INFORMATION GIVEN -
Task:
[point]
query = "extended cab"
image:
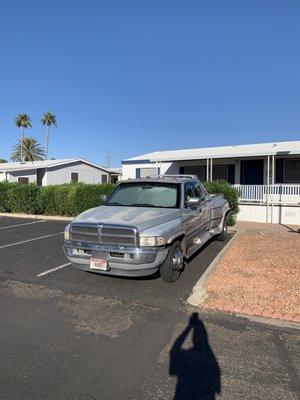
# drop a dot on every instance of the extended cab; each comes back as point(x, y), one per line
point(147, 225)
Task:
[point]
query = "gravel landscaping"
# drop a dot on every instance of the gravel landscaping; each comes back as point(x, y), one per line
point(260, 273)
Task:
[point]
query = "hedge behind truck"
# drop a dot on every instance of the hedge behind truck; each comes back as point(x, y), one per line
point(66, 200)
point(73, 198)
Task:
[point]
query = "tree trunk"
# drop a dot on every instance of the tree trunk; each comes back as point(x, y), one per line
point(21, 143)
point(47, 143)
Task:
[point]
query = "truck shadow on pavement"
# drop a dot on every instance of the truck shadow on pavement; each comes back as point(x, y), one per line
point(197, 369)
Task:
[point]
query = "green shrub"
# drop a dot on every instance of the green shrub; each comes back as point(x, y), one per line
point(70, 199)
point(229, 193)
point(21, 198)
point(3, 196)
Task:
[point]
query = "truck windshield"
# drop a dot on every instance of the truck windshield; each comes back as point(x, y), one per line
point(139, 194)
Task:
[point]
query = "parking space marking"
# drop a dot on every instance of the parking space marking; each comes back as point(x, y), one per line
point(25, 223)
point(30, 240)
point(53, 269)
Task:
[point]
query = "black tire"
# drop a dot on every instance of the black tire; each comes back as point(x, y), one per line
point(171, 269)
point(223, 235)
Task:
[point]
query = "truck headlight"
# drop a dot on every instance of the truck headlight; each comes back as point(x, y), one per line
point(152, 241)
point(67, 232)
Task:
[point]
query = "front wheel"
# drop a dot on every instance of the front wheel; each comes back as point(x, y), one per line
point(171, 269)
point(223, 235)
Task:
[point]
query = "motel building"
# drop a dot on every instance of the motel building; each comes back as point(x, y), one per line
point(266, 175)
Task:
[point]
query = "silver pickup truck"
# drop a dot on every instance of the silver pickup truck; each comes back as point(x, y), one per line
point(147, 225)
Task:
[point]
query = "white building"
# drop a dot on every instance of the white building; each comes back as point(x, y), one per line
point(54, 172)
point(266, 175)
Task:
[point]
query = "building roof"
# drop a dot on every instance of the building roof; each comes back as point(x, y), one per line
point(20, 166)
point(116, 171)
point(247, 150)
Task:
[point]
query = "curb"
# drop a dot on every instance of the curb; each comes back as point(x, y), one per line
point(35, 216)
point(268, 318)
point(198, 292)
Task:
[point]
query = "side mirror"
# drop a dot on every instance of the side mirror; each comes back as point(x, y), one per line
point(103, 197)
point(194, 201)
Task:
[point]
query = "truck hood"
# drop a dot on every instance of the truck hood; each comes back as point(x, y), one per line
point(140, 217)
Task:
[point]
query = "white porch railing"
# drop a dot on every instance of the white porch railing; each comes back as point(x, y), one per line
point(279, 193)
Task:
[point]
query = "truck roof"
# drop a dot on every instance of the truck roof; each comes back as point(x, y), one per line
point(165, 178)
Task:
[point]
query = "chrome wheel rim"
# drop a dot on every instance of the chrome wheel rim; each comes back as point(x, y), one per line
point(177, 260)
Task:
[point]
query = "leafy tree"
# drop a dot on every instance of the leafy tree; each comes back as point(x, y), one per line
point(31, 150)
point(48, 119)
point(23, 122)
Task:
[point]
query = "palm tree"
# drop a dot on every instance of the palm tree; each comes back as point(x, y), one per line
point(48, 119)
point(22, 121)
point(30, 149)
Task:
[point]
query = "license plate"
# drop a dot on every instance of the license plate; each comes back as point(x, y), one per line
point(98, 263)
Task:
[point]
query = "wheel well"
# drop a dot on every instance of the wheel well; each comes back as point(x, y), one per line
point(180, 239)
point(176, 239)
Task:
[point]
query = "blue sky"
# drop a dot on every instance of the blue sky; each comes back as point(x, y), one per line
point(132, 77)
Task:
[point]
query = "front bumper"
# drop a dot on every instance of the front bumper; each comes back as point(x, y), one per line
point(122, 261)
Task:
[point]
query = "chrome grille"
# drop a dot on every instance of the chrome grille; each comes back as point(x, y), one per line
point(104, 234)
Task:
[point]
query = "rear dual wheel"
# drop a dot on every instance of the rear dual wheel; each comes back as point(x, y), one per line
point(223, 235)
point(171, 269)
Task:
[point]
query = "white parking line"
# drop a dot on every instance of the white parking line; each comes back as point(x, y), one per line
point(30, 240)
point(25, 223)
point(53, 269)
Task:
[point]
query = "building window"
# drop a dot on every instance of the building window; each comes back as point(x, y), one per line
point(220, 173)
point(145, 172)
point(104, 179)
point(74, 177)
point(114, 178)
point(292, 171)
point(200, 172)
point(23, 181)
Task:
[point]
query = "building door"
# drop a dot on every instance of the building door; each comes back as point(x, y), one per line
point(252, 172)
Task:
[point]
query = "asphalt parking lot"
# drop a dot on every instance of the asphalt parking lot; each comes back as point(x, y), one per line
point(69, 334)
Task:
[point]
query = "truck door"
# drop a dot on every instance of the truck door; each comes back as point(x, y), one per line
point(194, 216)
point(205, 207)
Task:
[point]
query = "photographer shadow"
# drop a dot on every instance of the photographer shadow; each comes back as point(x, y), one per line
point(197, 370)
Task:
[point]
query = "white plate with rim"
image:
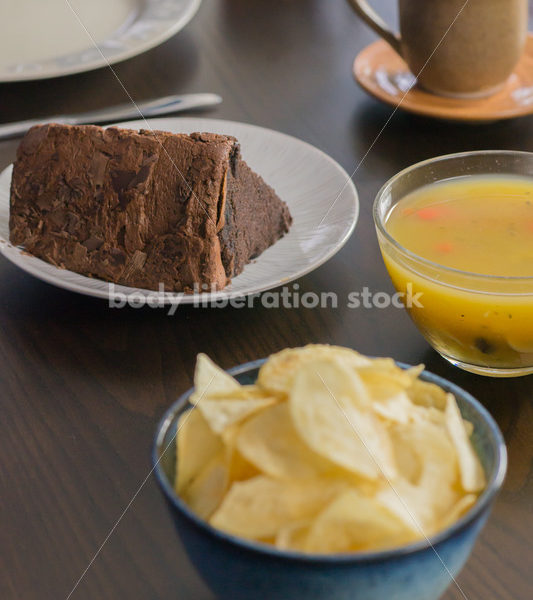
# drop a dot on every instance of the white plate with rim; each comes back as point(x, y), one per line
point(320, 195)
point(81, 35)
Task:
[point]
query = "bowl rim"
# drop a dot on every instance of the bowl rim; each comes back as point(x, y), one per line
point(380, 223)
point(483, 502)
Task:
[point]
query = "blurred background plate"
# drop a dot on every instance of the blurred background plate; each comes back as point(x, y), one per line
point(320, 194)
point(67, 44)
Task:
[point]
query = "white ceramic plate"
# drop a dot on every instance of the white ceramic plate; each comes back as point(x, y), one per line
point(81, 35)
point(321, 197)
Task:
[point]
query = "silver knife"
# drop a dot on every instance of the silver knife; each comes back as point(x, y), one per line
point(122, 112)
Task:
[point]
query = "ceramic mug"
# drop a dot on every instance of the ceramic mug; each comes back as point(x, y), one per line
point(456, 47)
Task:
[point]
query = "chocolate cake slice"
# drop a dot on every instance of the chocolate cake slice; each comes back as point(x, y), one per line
point(142, 208)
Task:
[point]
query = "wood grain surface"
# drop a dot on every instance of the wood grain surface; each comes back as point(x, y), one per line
point(82, 386)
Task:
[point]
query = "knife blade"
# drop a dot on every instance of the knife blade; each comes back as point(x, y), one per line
point(121, 112)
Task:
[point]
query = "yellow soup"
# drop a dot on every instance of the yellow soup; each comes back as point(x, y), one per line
point(482, 227)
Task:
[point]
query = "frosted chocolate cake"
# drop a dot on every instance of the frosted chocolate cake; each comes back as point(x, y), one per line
point(142, 208)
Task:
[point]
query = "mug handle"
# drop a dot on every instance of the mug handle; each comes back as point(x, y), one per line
point(371, 18)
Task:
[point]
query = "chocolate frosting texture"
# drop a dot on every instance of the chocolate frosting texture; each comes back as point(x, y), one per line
point(141, 208)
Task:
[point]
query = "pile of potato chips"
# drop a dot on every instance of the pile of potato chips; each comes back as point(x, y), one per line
point(328, 452)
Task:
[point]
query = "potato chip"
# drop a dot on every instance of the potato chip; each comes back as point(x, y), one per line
point(354, 522)
point(211, 380)
point(239, 469)
point(427, 394)
point(196, 445)
point(425, 498)
point(207, 490)
point(270, 441)
point(472, 474)
point(325, 404)
point(259, 507)
point(277, 374)
point(329, 452)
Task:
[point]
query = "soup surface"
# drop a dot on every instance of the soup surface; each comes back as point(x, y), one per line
point(477, 224)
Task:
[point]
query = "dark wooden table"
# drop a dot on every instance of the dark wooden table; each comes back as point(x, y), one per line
point(83, 385)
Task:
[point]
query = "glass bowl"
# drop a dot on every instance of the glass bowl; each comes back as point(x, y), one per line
point(480, 323)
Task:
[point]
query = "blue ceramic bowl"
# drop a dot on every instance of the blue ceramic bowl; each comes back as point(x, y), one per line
point(238, 569)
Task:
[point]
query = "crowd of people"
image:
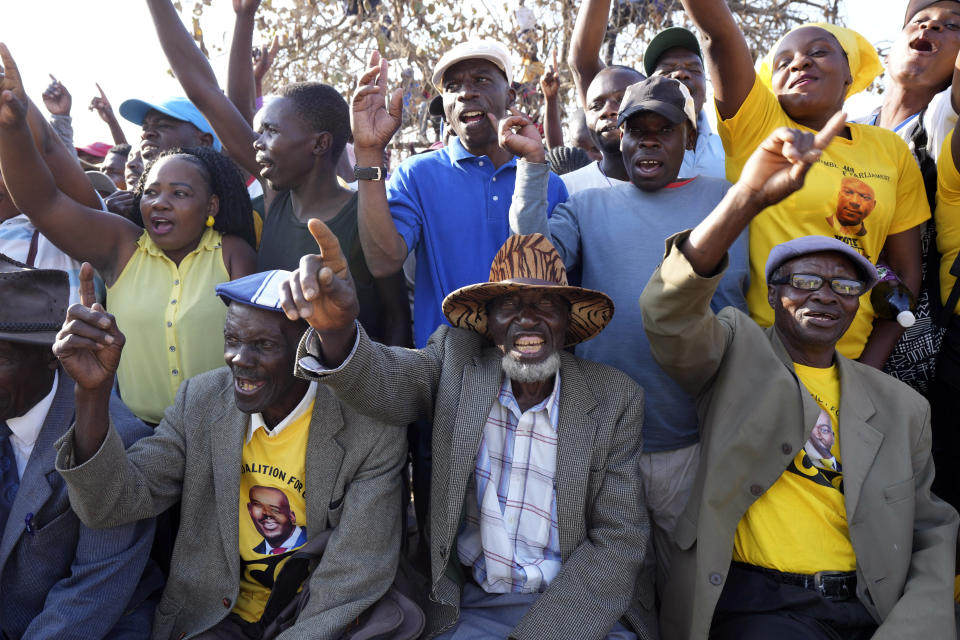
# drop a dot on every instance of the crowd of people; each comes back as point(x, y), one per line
point(617, 377)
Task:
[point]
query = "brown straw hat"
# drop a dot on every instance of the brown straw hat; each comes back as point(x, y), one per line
point(529, 262)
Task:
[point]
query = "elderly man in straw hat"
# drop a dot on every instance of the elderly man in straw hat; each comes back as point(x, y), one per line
point(536, 531)
point(59, 578)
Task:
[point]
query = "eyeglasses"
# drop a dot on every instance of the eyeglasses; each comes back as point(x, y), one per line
point(811, 282)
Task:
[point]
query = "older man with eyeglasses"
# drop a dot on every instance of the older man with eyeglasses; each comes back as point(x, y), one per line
point(776, 541)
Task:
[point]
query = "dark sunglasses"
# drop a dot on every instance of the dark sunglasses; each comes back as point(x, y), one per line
point(811, 282)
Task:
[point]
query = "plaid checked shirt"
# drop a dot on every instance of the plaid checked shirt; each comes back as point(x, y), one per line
point(510, 535)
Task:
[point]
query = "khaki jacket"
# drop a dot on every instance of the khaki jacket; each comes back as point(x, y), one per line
point(754, 416)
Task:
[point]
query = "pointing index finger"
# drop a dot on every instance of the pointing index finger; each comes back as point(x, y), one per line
point(88, 294)
point(329, 246)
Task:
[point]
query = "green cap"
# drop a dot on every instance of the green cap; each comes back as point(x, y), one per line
point(668, 39)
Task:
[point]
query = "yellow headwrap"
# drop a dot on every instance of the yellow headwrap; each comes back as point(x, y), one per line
point(861, 55)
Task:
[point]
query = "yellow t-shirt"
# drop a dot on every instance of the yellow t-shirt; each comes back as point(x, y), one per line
point(273, 513)
point(172, 319)
point(948, 217)
point(799, 525)
point(871, 178)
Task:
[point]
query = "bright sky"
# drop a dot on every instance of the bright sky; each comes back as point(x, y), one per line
point(113, 42)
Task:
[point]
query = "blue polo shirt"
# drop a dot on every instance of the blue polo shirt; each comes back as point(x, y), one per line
point(452, 207)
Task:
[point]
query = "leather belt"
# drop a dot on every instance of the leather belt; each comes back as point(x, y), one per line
point(832, 585)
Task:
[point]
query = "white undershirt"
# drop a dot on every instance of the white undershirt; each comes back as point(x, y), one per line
point(26, 428)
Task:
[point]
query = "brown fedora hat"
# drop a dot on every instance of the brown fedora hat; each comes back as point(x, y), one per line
point(529, 262)
point(34, 302)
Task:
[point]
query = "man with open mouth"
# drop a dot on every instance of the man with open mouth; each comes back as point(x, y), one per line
point(615, 235)
point(262, 463)
point(775, 542)
point(536, 525)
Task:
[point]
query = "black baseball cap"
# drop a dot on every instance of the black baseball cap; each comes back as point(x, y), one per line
point(668, 39)
point(659, 94)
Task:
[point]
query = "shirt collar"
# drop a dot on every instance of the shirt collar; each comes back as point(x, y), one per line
point(256, 419)
point(26, 428)
point(458, 153)
point(551, 403)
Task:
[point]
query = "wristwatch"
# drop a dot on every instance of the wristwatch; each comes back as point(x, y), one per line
point(368, 173)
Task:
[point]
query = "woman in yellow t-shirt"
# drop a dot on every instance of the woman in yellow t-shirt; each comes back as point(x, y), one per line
point(196, 230)
point(866, 190)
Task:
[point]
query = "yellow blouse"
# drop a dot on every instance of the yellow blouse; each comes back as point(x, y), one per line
point(172, 320)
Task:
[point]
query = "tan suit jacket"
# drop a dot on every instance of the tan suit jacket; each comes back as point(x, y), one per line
point(603, 523)
point(755, 415)
point(194, 456)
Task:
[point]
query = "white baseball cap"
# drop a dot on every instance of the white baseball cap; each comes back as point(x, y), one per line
point(486, 49)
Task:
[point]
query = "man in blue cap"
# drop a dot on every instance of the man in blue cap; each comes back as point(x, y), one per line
point(249, 425)
point(169, 123)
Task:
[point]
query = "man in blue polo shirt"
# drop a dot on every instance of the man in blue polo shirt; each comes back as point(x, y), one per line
point(449, 206)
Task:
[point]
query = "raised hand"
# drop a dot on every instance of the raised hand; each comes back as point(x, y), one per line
point(518, 135)
point(263, 58)
point(779, 165)
point(13, 99)
point(56, 98)
point(372, 119)
point(321, 291)
point(89, 343)
point(102, 106)
point(550, 80)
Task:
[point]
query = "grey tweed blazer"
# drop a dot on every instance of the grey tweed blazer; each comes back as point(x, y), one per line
point(603, 523)
point(353, 485)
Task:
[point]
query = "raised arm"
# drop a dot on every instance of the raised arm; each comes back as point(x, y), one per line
point(104, 109)
point(240, 81)
point(81, 232)
point(728, 57)
point(374, 121)
point(584, 55)
point(775, 170)
point(200, 84)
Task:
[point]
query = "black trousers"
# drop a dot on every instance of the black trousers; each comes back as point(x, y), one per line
point(754, 606)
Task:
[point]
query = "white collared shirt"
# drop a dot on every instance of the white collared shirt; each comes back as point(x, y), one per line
point(26, 428)
point(256, 419)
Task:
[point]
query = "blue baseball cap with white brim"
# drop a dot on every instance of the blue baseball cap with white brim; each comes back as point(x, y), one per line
point(261, 290)
point(177, 107)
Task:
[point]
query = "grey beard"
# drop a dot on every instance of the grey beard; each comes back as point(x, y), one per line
point(527, 373)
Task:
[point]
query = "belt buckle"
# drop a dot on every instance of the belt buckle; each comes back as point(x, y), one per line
point(821, 580)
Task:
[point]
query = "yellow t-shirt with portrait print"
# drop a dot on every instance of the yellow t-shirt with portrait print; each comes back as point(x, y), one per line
point(947, 218)
point(870, 182)
point(273, 515)
point(799, 525)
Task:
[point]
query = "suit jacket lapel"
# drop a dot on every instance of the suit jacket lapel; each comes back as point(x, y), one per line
point(227, 432)
point(324, 456)
point(34, 488)
point(479, 388)
point(576, 430)
point(859, 442)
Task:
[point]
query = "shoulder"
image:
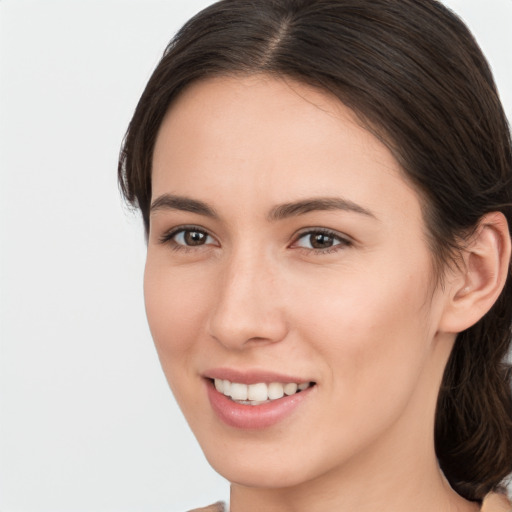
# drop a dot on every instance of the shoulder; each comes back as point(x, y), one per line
point(496, 503)
point(216, 507)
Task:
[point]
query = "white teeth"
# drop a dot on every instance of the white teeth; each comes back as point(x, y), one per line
point(238, 391)
point(275, 390)
point(226, 385)
point(290, 388)
point(256, 394)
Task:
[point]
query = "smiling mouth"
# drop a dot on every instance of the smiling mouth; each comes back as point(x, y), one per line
point(259, 393)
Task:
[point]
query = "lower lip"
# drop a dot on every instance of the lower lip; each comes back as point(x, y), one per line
point(254, 416)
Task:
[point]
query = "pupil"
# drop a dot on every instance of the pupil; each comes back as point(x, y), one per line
point(321, 241)
point(194, 238)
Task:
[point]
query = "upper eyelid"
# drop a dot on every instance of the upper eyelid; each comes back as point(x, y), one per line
point(170, 233)
point(326, 231)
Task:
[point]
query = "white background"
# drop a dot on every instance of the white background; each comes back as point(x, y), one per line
point(86, 420)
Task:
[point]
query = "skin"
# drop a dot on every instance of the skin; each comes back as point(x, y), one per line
point(363, 319)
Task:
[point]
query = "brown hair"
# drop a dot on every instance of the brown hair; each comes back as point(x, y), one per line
point(416, 77)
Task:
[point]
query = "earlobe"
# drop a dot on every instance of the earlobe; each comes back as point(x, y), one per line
point(481, 275)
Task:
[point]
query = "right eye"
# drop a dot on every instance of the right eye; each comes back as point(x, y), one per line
point(187, 238)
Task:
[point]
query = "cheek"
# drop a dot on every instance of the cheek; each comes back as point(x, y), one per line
point(177, 302)
point(371, 326)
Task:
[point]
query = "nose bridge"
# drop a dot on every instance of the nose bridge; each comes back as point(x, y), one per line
point(248, 304)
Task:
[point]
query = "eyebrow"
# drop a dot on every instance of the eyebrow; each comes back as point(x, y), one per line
point(279, 212)
point(317, 204)
point(182, 203)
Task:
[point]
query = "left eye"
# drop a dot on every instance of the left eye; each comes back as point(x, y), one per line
point(192, 237)
point(320, 240)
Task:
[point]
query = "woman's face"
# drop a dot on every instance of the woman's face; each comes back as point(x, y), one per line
point(286, 248)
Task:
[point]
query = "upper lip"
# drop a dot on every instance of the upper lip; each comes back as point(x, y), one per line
point(251, 376)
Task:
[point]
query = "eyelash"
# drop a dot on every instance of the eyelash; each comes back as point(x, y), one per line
point(169, 238)
point(343, 242)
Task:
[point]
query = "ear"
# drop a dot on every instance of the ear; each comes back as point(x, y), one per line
point(476, 284)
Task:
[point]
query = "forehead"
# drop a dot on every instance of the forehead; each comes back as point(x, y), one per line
point(271, 140)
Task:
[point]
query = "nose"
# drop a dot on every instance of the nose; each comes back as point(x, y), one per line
point(249, 308)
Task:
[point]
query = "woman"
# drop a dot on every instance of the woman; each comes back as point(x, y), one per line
point(326, 191)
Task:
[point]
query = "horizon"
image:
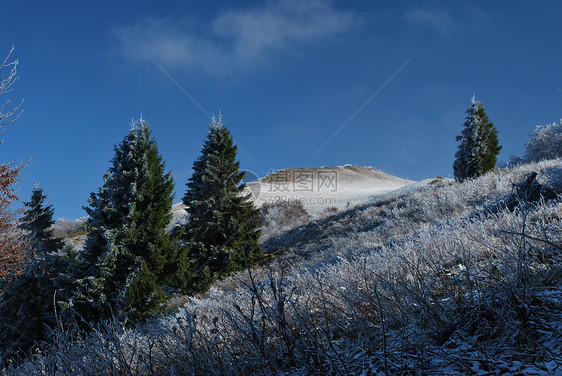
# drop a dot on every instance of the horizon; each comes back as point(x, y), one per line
point(300, 84)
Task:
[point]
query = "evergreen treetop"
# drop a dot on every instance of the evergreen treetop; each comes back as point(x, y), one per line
point(479, 145)
point(38, 222)
point(129, 257)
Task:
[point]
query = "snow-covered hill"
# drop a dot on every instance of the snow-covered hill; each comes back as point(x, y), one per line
point(326, 187)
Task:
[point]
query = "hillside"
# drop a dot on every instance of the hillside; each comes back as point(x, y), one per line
point(445, 279)
point(327, 187)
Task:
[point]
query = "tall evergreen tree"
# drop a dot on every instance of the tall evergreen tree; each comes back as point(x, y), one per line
point(26, 306)
point(38, 221)
point(222, 229)
point(128, 256)
point(479, 145)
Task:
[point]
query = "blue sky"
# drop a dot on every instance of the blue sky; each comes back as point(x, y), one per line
point(395, 79)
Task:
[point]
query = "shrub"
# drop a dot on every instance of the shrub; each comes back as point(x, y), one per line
point(545, 143)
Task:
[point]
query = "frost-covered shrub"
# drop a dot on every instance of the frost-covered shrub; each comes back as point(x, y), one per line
point(65, 228)
point(545, 143)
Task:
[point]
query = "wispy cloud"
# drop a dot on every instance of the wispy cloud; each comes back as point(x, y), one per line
point(438, 20)
point(236, 39)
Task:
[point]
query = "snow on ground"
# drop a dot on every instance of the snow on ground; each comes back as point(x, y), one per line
point(326, 187)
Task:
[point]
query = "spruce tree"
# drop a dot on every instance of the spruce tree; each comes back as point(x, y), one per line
point(479, 145)
point(27, 308)
point(38, 221)
point(128, 256)
point(222, 229)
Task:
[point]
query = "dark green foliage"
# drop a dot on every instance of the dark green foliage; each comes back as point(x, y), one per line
point(128, 256)
point(38, 221)
point(27, 305)
point(479, 145)
point(222, 230)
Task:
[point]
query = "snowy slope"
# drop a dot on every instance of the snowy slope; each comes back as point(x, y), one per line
point(325, 187)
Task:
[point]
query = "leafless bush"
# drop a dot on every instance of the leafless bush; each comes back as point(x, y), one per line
point(456, 294)
point(64, 228)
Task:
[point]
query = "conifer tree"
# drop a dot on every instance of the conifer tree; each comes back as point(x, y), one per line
point(38, 222)
point(128, 255)
point(13, 255)
point(26, 306)
point(222, 229)
point(479, 146)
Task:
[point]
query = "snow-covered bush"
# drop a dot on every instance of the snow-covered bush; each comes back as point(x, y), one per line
point(545, 143)
point(427, 282)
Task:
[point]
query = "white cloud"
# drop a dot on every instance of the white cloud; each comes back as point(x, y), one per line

OBJECTIVE - Reproduce the listing above word for word, from its first line through the line that contains "point(197, 369)", including that line. Leave the pictures out of your copy.

TASK RESULT -
Task:
[point]
query = "extended cab"
image:
# drop a dot on every instance of the extended cab; each comes back as point(x, y), one per line
point(147, 225)
Task:
[point]
query = "gravel landscaping"
# drop a dot on every instance of the gravel landscaping; each comes back as point(x, y), one per line
point(260, 273)
Task:
[point]
query = "hedge behind truck"
# drop a dot on every instance of the hedge behind truck; each comes back as point(x, y), one per line
point(66, 200)
point(73, 198)
Task:
[point]
query = "tree trunk"
# drop a dot on every instance of the tree trunk; each comes back as point(x, y), one per line
point(21, 143)
point(47, 143)
Task:
[point]
query = "truck shadow on pavement"
# drop a dot on every instance of the truck shadow on pavement; each comes back as point(x, y), one per line
point(197, 369)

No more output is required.